§ **Work instructions**
Would you give the listing again exactly, without its images?

§ **Material provided**
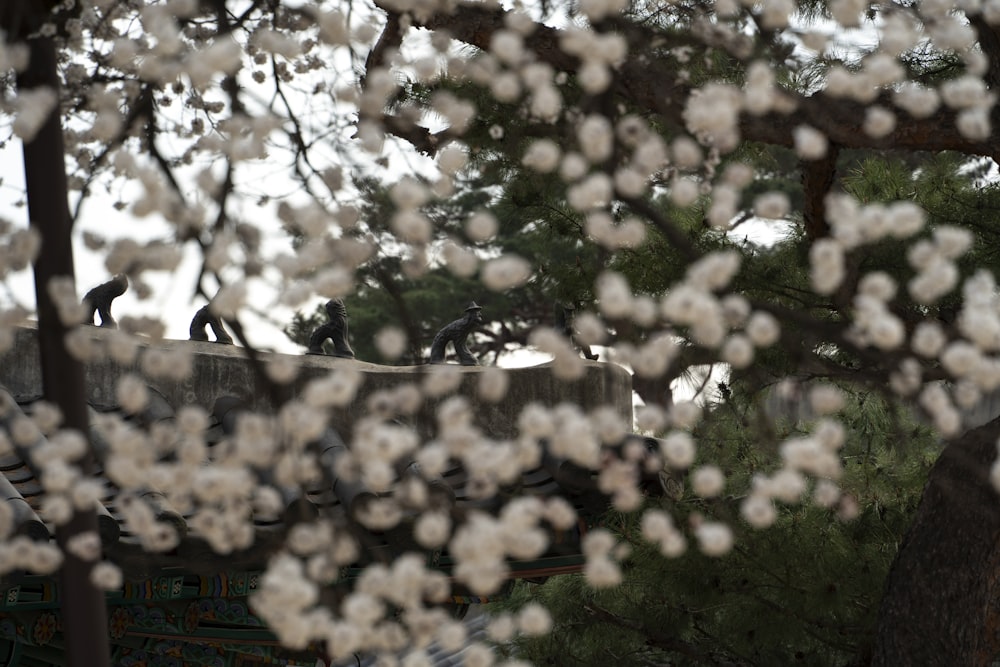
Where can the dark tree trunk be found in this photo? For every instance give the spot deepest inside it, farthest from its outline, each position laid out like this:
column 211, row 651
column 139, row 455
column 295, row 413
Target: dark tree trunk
column 83, row 608
column 942, row 599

§ **Response area**
Where can the dark tree trunk be found in this photo? For every instance give the spot deepest inside it, farthest from its outline, each position laid out like this:
column 211, row 651
column 139, row 455
column 295, row 413
Target: dark tree trunk
column 83, row 608
column 942, row 599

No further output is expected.